What is asked →
[a] Summarize the tax case summaries in two sentences.
[b] List every case heading, with its file number, that appears in the tax case summaries.

Supplied text →
Sakaria v. HMQ, 2016-237(IT)G
The Canada Revenue Agency issued an assessment, pursuant to subsection 160(2) of the Income Tax Act, against the taxpayer for an unpaid tax liability of a relative. In exchange for title to a property, the taxpayer forgave previous loans that were advanced. The Tax Court of Canada agreed that debt forgiveness was valid consideration and as such the appeal was allowed, significantly reducing the assessed tax liability.
Chan v. HMQ, 2016-5049(IT)G
The taxpayer came to us in 2016 after the Canada Revenue Agency reassessed him based on the purchase and sale of a home. The CRA disallowed his Principal Residence claim, and reassessed him charging him for business income and gross negligence penalties because he had only lived in the home for a few months. The amount owing was $75,000. Rosen Kirshen Tax Law filed a Notice of Appeal in the Tax Court of Canada, and aggressively pursued the case knowing that he should be entitled to the Principal Residence Exemption. A few weeks before trial, we were successful in overturning the CRA decision. He has now been reassessed owing no taxes or penalties and is being allowed his Principal Residence Claim.
Browne v. HMQ, 2017-3734(GST)I
The taxpayer was denied the New Home Housing Rebate because she moved out of her condominium shortly after purchase. The taxpayer appealed the audit decision, but could not convince the Canada Revenue Agency appeals division that she was entitled to the Rebate. We filed an appeal to the Tax Court of Canada. Following receipt of the Reply, we submitted a settlement offer explaining why our client deserves the Rebate. The Department of Justice agreed, and convinced their client, the CRA to allow the appeal. The taxpayer is fully entitled to the New Home Housing Rebate and has received her Rebate in full.
Vresky v. HMQ, 2017-3781(GST)I
The taxpayer was denied the New Home Housing Rebate following an audit. The taxpayer objected but was not successful in with the Canada Revenue Agency appeals division. Rosen Kirshen Tax Law filed an appeal to the Tax Court of Canada. After reading our Notice of Appeal, the Department of Justice did not reply, thereby conceding. The taxpayer has now received the New Home Housing Rebate in full.
Ouriadko v. HMQ, 2011-1534(IT)G
The taxpayer had three different lawyers during her Tax Court of Canada appeal which spanned over a period of 6 years. She came to Rosen Kirshen Tax Law three weeks prior to her scheduled hearing. We were able to settle with the Department of Justice turning her business income into capital gains, and lowering her profit by over $150,000.
The taxpayers were assessed for unreported business income and associated shareholder benefits from a net worth audit. Rosen Kirshen Tax Law was able to reduce the unreported income and shareholder benefits by over $380,000 having the appeal allowed in full. Since the taxpayers chose to pay the bill prior to fighting the assessments, they will be receiving a refund of over $100,000 plus interest.
Grguric v. HMQ, 2016-4945(IT)G
The taxpayer claimed the Principal Residence Exemption on the sale of his condominium. The Canada Revenue Agency (“CRA”) reassessed him on the basis that the sale of the property should be counted as business income, and gross negligence penalties were assessed as well. Rosen Kirshen Tax Law fought, and the taxpayer’s appeal was allowed in full. He was able to use the Principal Residence Exemption to pay no taxes on the sale, and no penalties were charged.

Records supplied →
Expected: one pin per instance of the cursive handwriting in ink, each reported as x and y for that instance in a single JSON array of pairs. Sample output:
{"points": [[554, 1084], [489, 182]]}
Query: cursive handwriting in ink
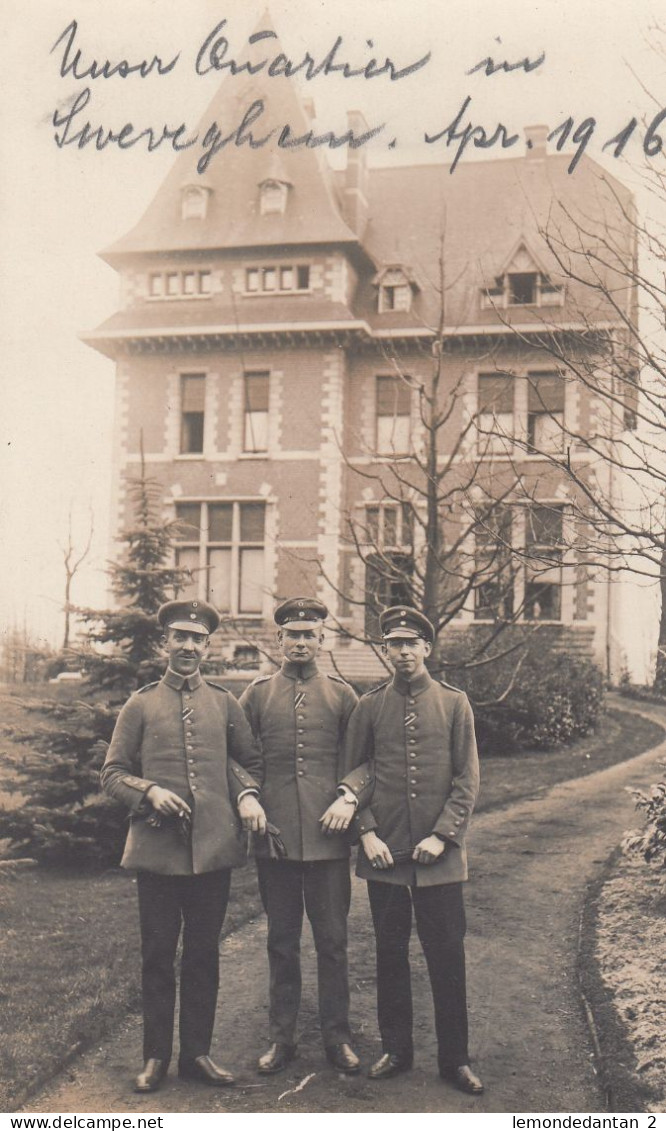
{"points": [[212, 55], [75, 66], [491, 67], [470, 135], [124, 138], [214, 139]]}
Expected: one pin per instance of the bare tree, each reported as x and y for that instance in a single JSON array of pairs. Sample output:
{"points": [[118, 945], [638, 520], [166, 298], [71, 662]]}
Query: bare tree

Responses to the tasks →
[a] The tax case summaries describe taxpayers who challenged Canada Revenue Agency assessments, denied New Home Housing Rebates, and disallowed Principal Residence Exemption claims before the Tax Court of Canada. In every case the appeal was allowed, settled, or conceded, or the CRA decision was overturned, which reduced or eliminated the amounts owed or secured the rebate in full.

[b]
- Sakaria v. HMQ, 2016-237(IT)G
- Chan v. HMQ, 2016-5049(IT)G
- Browne v. HMQ, 2017-3734(GST)I
- Vresky v. HMQ, 2017-3781(GST)I
- Ouriadko v. HMQ, 2011-1534(IT)G
- Grguric v. HMQ, 2016-4945(IT)G